Saved entries

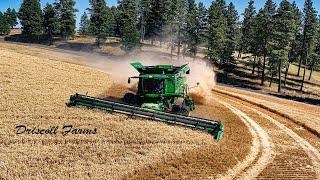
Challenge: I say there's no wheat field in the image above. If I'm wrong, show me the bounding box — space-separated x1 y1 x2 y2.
0 43 220 179
0 42 253 179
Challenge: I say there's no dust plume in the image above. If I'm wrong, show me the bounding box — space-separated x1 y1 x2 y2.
68 48 216 104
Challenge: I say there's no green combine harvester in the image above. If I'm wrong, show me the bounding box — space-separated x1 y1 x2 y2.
67 62 224 140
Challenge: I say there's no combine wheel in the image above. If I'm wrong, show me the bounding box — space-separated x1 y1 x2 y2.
172 105 190 116
180 107 191 116
123 93 135 104
123 93 140 106
131 95 141 106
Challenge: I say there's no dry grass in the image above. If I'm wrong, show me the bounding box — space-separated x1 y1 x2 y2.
235 56 320 100
65 36 126 56
0 42 253 179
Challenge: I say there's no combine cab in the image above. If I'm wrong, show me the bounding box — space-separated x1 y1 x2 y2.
124 62 195 116
67 61 224 140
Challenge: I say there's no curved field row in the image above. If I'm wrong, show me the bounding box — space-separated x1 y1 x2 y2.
216 100 274 180
213 86 320 137
214 91 320 179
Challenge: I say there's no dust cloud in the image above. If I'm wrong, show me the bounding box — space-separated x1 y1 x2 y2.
69 48 216 104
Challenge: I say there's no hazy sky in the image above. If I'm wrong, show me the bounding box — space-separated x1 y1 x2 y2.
0 0 319 28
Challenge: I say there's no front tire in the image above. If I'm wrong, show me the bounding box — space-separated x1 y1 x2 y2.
123 93 134 104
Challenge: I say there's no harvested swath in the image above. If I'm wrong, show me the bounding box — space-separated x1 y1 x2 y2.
127 101 252 179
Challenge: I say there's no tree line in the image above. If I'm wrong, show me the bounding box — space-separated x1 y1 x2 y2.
81 0 320 92
0 8 17 35
240 0 319 93
3 0 320 92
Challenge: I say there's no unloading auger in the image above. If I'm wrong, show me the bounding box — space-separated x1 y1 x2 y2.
67 61 224 140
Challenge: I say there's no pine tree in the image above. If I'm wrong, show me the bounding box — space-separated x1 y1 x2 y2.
89 0 108 46
240 0 256 55
308 17 320 80
0 12 10 35
122 0 140 50
160 0 175 46
256 0 276 86
196 2 208 46
115 0 124 37
175 0 187 58
55 0 77 40
43 3 60 44
241 0 257 73
145 0 166 44
284 1 302 86
18 0 43 36
4 8 18 28
208 0 227 63
79 12 90 35
163 0 178 57
107 6 118 37
300 0 318 91
185 0 197 56
138 0 151 42
222 2 238 71
270 0 295 93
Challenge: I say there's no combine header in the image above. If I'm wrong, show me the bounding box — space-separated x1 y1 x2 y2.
67 62 224 140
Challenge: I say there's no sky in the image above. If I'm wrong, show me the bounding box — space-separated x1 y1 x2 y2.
0 0 319 28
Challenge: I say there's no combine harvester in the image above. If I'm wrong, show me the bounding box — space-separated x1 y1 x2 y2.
67 62 224 140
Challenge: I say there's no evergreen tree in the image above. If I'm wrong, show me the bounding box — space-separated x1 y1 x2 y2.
309 18 320 80
79 12 90 35
196 2 208 46
308 17 320 80
122 0 140 50
4 8 18 28
175 0 187 58
116 1 125 38
107 6 118 37
222 2 238 70
185 0 197 56
138 0 151 42
255 0 276 85
164 0 178 57
89 0 108 46
241 0 257 73
240 0 256 55
145 0 166 44
55 0 77 40
18 0 43 36
270 0 295 93
208 0 227 63
300 0 318 91
43 3 60 44
284 1 302 86
0 12 10 35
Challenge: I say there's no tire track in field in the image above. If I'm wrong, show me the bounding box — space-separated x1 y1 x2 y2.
215 100 275 180
216 92 320 179
255 110 320 179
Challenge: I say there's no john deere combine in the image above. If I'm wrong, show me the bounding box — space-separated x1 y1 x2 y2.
67 62 224 140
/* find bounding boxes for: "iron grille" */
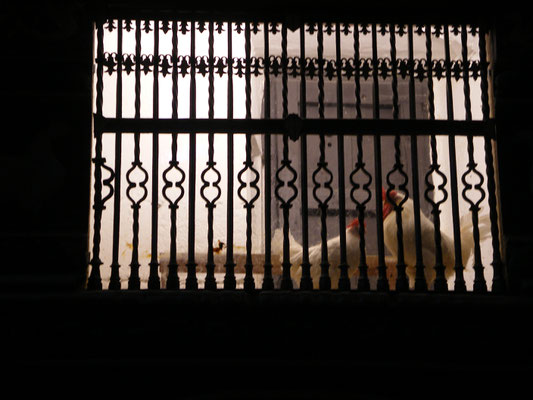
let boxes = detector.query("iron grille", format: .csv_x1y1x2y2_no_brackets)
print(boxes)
88,16,505,293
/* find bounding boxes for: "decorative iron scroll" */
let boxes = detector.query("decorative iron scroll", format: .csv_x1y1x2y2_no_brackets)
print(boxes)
275,133,298,290
201,135,222,290
125,135,149,290
162,134,186,290
87,132,115,291
386,140,410,291
350,134,372,291
461,136,487,291
236,137,260,290
100,19,483,86
424,135,449,292
312,134,334,290
100,51,482,84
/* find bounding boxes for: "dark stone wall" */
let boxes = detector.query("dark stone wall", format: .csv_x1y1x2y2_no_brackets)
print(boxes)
0,3,532,396
3,291,532,396
490,13,533,293
0,3,93,290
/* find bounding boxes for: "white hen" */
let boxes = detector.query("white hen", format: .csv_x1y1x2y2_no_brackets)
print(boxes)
271,218,363,289
382,188,492,288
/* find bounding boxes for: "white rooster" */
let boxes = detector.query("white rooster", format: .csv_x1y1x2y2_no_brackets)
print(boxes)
382,187,491,289
272,218,363,289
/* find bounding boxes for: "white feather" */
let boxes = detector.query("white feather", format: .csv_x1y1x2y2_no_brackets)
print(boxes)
383,191,493,289
289,225,362,289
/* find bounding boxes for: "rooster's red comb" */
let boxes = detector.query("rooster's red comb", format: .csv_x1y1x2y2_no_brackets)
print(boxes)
347,218,366,230
382,187,398,202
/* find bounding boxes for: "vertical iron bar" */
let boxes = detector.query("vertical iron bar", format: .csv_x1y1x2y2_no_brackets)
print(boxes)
461,25,487,293
408,24,427,292
149,19,161,290
109,19,123,290
165,135,180,291
262,22,274,290
172,21,179,119
444,25,467,292
389,23,409,291
462,26,473,123
135,20,142,119
279,137,294,290
127,132,147,290
353,134,372,291
166,20,180,290
428,135,447,293
225,21,237,290
372,23,389,291
426,25,436,121
317,23,331,291
336,23,349,291
353,23,371,291
95,21,104,117
479,24,505,292
282,23,288,119
87,19,105,291
127,19,145,290
354,24,362,119
280,22,294,290
186,20,198,290
317,24,325,120
204,20,217,290
390,25,399,121
299,23,312,290
426,24,447,292
243,21,256,291
371,24,380,119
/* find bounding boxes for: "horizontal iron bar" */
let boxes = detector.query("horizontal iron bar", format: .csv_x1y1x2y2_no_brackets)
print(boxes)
94,115,496,138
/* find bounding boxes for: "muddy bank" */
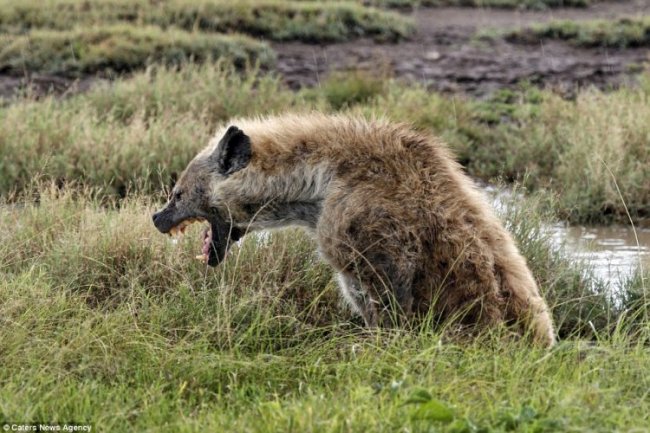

→ EXERCISE INSTRUCTIONS:
Each line in the records above with "wall" must be returned.

→ RESPONSE TO THIS TASK:
/* find bounding boxes for: "dark stone wall" */
let boxes = detector.query("dark stone wall", format: .csv_x1y1x2y2_no_brackets)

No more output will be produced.